- _REQUIRED TASK_
Count how many lines in the listing below contain the string "hummel", and reply with that number alone.

━━━━━ LISTED RECORDS

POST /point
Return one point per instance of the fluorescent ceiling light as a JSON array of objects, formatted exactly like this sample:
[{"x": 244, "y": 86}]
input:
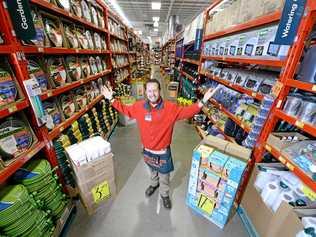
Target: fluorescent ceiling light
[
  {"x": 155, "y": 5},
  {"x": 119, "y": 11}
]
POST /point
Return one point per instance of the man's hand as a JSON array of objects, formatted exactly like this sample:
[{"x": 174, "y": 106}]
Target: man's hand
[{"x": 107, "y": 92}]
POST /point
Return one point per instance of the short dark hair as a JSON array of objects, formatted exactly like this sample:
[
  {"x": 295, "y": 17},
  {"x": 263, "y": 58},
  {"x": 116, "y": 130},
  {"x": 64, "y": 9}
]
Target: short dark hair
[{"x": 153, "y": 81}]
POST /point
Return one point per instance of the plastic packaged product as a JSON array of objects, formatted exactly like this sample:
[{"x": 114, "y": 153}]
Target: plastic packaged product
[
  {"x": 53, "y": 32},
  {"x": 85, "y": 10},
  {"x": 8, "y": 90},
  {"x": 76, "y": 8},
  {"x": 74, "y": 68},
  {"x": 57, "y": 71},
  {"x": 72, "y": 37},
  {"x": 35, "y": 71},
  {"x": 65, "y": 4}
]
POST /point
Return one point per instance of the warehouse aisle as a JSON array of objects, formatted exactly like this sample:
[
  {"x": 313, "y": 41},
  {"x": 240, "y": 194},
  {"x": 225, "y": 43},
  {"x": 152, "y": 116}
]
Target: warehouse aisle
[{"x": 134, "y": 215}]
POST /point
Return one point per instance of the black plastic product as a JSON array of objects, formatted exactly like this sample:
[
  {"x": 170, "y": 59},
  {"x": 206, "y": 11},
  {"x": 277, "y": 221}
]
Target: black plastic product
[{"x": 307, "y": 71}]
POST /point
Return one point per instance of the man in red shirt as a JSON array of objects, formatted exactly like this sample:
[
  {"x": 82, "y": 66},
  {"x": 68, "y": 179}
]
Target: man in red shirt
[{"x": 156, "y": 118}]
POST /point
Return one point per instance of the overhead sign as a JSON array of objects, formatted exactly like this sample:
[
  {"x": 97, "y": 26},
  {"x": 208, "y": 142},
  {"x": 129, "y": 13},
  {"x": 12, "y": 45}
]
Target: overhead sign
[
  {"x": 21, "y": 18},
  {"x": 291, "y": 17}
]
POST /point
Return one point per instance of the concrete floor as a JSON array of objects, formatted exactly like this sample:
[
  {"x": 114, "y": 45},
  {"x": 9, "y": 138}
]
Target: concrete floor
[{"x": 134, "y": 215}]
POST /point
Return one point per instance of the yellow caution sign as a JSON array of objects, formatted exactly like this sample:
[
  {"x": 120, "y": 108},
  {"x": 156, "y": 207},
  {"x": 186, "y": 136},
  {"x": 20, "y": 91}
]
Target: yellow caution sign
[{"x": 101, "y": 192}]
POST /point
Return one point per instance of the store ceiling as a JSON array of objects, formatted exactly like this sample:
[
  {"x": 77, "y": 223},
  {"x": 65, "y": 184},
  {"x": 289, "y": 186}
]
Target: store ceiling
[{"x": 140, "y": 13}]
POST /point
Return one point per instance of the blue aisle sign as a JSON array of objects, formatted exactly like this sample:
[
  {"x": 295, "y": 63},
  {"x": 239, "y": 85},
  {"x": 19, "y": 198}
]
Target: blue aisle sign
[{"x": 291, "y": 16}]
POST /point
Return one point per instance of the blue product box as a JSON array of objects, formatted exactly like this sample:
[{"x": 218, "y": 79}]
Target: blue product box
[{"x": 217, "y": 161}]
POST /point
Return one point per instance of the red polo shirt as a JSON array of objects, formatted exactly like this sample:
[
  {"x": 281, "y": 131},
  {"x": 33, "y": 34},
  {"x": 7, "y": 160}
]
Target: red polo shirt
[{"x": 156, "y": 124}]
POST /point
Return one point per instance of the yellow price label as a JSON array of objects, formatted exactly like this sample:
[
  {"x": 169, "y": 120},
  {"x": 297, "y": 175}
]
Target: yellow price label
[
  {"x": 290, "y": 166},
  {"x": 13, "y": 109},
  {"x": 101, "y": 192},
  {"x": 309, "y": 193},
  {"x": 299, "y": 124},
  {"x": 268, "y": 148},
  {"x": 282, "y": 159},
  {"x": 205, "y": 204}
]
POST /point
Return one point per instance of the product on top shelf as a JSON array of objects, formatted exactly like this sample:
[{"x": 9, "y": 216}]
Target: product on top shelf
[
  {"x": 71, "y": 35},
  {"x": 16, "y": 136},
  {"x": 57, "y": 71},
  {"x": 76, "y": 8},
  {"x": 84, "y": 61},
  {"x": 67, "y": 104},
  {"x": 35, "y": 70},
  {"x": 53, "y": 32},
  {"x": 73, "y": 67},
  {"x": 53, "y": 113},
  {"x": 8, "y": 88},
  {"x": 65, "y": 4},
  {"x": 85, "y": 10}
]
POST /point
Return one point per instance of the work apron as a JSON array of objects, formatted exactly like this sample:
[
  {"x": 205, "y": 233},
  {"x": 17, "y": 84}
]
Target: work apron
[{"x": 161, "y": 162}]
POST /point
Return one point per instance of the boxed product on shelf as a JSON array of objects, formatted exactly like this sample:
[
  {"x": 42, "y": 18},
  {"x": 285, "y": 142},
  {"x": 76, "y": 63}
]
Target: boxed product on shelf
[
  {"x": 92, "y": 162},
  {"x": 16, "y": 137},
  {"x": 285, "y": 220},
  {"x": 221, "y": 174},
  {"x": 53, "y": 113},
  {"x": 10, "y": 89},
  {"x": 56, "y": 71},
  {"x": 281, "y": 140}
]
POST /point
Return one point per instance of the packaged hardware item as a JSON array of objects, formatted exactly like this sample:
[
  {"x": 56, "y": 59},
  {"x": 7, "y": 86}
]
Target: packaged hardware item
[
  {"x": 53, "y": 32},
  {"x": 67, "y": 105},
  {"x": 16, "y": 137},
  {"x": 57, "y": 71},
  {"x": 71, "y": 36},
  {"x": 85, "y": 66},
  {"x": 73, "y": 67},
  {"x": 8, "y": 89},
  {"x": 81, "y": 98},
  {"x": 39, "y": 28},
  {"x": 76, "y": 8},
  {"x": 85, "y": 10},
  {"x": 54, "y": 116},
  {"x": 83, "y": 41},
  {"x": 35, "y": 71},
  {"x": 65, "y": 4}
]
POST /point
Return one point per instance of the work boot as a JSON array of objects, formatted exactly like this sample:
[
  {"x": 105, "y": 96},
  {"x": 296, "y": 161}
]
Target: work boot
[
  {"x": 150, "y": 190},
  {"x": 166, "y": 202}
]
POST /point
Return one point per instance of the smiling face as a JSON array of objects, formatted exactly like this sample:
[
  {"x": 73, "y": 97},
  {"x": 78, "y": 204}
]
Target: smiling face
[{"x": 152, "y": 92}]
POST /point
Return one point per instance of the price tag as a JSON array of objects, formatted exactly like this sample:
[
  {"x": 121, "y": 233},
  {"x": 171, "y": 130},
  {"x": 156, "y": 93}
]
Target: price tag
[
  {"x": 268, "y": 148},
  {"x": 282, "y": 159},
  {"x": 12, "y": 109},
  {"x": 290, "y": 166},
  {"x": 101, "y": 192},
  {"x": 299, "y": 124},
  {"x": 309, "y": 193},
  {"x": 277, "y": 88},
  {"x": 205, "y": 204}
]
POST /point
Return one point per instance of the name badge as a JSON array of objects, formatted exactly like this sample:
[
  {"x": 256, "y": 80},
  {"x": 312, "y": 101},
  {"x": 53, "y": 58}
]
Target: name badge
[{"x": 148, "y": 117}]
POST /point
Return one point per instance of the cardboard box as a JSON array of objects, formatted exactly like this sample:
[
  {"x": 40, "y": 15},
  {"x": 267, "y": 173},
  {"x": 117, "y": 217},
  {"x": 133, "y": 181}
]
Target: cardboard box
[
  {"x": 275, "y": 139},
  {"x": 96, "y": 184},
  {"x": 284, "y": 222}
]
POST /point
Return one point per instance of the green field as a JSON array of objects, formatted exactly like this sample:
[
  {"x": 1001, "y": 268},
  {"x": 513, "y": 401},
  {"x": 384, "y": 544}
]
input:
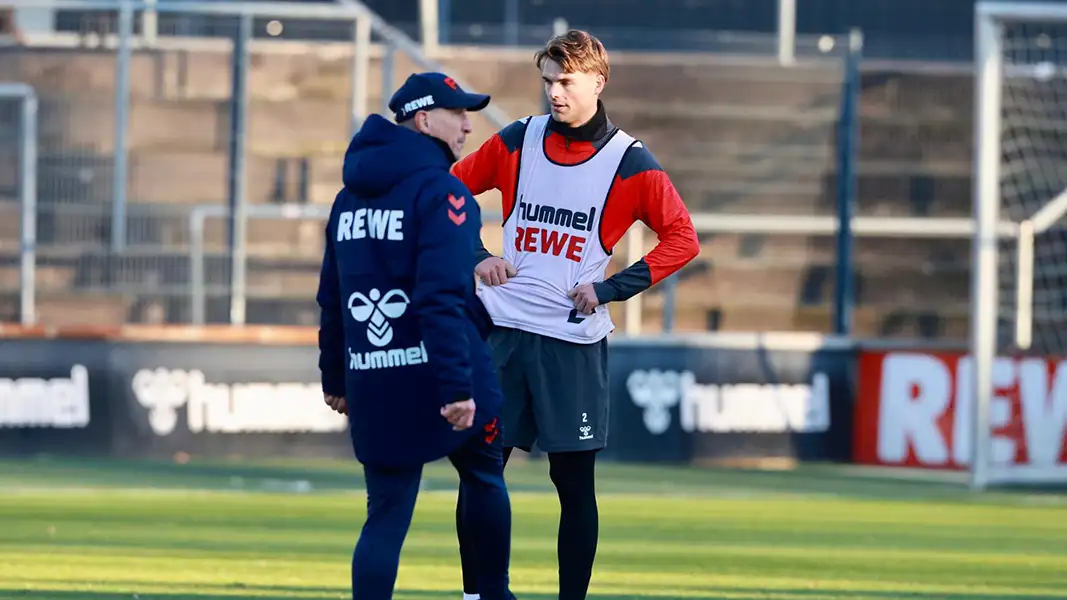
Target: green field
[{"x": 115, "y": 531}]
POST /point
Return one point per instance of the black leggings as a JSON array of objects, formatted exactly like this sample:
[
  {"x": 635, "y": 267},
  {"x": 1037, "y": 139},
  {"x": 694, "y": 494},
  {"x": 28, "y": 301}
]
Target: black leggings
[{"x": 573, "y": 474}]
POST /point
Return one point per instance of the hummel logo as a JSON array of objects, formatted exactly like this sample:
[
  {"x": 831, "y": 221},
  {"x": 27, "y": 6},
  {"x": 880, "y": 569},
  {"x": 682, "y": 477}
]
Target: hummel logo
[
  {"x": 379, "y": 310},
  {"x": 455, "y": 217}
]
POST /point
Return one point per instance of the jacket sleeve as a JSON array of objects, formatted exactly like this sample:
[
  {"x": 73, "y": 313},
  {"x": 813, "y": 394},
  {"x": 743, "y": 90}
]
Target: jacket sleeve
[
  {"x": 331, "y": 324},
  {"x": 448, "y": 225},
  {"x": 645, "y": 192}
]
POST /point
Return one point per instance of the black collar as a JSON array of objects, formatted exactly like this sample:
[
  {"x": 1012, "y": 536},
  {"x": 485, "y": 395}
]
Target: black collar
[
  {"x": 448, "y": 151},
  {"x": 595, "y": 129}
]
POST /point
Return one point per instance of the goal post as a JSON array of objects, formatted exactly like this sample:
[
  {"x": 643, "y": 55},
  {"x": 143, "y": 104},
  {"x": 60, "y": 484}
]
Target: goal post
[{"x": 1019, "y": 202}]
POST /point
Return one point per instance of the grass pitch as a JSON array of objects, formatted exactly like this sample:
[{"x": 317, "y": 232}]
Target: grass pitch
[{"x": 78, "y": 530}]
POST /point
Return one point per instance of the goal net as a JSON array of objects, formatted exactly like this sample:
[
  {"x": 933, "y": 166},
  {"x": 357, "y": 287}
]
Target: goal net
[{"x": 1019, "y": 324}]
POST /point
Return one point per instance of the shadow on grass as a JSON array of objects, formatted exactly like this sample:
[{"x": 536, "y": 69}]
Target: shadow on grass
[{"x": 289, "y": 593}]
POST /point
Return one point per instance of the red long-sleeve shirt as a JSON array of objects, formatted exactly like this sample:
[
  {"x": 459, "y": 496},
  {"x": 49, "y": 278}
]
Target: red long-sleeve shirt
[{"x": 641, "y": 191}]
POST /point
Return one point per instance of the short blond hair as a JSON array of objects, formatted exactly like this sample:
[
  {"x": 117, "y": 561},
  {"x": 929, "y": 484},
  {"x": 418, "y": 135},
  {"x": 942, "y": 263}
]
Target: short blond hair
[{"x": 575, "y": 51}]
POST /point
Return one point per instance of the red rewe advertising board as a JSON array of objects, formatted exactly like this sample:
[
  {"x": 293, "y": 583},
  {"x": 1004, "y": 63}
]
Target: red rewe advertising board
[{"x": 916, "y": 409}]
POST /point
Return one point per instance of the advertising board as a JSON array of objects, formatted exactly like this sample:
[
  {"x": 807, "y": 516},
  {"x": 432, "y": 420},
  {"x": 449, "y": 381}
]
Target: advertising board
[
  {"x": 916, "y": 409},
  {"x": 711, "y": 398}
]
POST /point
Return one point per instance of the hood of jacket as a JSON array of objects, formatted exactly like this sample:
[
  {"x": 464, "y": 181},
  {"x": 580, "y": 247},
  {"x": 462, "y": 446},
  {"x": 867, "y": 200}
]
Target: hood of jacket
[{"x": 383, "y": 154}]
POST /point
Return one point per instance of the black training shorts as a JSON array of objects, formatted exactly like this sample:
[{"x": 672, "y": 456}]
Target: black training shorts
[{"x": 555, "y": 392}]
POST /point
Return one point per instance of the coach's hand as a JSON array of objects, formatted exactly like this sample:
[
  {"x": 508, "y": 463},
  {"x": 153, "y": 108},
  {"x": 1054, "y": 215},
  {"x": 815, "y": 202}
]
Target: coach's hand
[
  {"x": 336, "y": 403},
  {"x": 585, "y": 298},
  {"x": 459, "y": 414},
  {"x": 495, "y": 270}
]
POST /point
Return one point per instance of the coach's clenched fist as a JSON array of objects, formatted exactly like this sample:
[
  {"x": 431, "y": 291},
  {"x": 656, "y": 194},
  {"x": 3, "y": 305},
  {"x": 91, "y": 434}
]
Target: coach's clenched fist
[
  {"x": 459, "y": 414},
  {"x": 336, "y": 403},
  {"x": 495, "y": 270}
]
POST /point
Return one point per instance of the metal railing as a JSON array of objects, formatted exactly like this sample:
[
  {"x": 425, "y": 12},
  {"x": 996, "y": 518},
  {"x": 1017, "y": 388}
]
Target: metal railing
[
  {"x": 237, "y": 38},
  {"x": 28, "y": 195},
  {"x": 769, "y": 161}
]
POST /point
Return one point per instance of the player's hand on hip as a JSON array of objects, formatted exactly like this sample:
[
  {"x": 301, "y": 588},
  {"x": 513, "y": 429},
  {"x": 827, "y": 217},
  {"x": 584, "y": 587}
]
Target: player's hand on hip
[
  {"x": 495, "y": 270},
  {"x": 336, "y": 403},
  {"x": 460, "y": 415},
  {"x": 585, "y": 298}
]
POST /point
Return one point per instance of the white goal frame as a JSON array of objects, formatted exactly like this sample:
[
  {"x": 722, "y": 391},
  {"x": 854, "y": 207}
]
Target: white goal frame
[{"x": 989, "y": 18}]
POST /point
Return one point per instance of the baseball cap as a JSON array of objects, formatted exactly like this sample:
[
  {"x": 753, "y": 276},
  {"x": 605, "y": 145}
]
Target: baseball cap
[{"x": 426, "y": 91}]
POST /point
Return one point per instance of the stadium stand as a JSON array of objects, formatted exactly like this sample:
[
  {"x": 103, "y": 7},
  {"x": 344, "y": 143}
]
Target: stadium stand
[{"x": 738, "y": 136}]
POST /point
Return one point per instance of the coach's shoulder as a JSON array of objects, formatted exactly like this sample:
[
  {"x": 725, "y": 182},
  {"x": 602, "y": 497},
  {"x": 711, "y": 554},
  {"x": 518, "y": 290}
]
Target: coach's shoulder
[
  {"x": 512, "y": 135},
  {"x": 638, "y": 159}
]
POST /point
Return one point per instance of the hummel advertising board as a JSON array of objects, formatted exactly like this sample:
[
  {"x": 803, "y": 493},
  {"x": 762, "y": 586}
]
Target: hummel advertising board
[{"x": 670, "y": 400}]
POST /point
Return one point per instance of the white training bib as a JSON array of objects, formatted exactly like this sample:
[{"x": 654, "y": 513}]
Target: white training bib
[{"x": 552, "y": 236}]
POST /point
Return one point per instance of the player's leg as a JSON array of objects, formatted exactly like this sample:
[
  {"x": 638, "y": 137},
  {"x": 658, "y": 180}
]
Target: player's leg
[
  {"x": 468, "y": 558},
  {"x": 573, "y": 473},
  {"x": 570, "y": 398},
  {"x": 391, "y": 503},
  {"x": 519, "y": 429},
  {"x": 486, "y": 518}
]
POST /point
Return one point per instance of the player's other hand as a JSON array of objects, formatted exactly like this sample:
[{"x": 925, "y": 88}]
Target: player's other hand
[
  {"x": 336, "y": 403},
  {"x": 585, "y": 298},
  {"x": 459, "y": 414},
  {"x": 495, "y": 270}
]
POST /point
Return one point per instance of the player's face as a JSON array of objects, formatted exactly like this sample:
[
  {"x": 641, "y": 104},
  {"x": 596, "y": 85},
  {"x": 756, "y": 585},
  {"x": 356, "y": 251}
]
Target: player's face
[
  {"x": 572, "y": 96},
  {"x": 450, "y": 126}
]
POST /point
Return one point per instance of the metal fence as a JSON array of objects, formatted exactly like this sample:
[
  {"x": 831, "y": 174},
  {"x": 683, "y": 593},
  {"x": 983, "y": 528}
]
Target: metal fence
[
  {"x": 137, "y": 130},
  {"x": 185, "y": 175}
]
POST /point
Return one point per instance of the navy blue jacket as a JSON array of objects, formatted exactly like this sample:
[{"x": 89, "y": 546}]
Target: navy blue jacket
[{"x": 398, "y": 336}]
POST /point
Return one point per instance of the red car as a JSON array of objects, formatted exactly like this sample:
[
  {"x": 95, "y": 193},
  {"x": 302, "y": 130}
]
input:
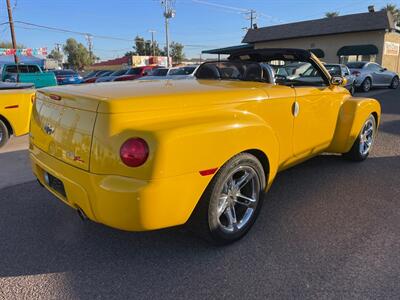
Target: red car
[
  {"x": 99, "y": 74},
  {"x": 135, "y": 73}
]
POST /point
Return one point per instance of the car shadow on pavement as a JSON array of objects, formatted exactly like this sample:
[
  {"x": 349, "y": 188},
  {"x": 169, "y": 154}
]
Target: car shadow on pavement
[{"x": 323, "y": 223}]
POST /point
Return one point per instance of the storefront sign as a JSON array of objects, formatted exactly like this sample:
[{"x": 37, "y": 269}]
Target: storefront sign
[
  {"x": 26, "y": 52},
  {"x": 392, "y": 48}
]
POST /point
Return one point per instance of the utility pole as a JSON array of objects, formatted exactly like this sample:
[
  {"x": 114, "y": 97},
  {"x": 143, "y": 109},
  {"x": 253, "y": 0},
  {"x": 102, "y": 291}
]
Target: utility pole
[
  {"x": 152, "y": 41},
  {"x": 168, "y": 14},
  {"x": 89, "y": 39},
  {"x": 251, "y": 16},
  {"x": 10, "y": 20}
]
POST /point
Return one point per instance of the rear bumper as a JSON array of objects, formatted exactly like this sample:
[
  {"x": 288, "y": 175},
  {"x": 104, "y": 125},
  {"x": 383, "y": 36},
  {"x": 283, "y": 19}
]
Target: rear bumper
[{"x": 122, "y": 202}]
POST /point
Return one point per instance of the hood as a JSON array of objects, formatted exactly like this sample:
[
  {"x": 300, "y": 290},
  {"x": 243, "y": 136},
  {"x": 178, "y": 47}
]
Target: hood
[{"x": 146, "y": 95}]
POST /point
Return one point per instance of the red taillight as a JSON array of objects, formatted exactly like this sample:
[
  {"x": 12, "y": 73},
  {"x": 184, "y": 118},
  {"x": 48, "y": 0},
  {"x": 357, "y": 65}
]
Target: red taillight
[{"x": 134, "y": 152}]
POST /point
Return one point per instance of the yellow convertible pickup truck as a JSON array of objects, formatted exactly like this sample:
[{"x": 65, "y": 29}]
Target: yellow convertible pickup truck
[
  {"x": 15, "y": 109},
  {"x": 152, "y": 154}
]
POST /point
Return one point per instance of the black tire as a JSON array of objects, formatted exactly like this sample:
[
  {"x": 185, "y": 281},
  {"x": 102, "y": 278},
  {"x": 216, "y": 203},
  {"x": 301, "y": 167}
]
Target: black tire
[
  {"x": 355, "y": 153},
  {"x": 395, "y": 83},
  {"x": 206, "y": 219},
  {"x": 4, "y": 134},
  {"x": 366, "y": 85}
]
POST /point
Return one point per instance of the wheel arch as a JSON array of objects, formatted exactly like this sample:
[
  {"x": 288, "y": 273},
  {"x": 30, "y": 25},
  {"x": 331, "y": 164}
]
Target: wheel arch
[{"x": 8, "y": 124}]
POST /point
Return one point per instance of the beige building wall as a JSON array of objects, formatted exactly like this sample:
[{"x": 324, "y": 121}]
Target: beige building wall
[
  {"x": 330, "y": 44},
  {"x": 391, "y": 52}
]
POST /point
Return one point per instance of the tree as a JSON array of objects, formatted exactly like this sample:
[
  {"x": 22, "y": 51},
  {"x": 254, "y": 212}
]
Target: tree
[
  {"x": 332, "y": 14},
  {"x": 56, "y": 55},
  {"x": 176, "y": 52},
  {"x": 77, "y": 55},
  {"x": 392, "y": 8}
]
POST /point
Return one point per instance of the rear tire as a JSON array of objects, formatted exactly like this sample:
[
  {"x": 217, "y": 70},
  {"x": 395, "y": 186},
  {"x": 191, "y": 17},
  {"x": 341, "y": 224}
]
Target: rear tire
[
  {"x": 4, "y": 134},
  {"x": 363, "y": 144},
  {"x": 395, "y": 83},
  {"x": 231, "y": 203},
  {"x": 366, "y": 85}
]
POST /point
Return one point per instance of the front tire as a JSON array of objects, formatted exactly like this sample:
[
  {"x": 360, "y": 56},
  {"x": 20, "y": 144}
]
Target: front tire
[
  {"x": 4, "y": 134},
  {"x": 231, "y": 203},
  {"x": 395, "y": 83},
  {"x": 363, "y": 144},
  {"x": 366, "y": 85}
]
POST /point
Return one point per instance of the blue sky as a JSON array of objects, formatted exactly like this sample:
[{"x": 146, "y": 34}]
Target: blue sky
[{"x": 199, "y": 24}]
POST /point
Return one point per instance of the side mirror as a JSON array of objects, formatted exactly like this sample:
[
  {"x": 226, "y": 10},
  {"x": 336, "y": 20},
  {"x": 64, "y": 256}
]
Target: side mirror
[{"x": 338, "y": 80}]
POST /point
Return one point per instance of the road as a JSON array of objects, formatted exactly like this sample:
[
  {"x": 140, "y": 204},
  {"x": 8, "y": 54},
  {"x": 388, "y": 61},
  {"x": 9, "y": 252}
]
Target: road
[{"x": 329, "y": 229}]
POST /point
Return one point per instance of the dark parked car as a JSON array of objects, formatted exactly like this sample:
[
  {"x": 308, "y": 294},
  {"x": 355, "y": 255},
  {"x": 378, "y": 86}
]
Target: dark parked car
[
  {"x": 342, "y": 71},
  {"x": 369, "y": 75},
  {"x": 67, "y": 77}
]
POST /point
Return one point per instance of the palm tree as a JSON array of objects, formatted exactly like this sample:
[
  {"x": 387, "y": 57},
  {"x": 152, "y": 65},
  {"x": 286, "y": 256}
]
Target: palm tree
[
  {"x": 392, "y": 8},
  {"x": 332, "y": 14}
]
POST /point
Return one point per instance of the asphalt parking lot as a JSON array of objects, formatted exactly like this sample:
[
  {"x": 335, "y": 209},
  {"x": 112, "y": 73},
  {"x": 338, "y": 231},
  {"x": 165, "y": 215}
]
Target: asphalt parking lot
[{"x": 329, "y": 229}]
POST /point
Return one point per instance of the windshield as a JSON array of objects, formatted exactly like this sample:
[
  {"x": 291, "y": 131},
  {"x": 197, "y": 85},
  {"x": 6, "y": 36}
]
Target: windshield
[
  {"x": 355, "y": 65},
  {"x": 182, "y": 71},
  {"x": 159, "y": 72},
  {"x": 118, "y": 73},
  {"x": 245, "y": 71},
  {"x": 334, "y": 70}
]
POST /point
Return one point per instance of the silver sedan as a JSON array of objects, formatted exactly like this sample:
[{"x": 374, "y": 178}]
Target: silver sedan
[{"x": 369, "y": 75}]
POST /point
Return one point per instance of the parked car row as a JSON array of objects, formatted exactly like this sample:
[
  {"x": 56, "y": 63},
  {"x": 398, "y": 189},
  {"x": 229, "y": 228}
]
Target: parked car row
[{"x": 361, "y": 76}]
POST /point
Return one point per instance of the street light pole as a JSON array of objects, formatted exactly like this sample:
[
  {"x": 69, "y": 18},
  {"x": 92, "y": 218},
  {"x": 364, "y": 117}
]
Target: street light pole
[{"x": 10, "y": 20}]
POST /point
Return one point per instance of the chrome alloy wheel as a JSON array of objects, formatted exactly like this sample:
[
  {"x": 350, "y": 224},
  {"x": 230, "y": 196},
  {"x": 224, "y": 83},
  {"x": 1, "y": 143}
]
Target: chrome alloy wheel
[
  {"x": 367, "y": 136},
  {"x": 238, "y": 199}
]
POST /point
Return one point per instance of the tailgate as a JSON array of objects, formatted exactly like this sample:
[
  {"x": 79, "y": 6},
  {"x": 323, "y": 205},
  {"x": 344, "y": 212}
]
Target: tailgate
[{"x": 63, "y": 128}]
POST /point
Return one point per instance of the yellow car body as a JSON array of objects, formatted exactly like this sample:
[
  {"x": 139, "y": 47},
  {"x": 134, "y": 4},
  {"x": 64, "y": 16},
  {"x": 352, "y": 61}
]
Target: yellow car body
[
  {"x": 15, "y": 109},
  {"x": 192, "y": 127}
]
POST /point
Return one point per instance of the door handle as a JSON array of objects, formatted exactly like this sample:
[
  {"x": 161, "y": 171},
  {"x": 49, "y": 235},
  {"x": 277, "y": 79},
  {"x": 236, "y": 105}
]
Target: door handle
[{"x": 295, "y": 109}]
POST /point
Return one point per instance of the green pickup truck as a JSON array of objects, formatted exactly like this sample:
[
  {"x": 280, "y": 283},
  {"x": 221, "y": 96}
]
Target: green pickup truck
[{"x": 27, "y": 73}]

━━━━━━━━━━

- _ANSWER TO THIS TASK_
4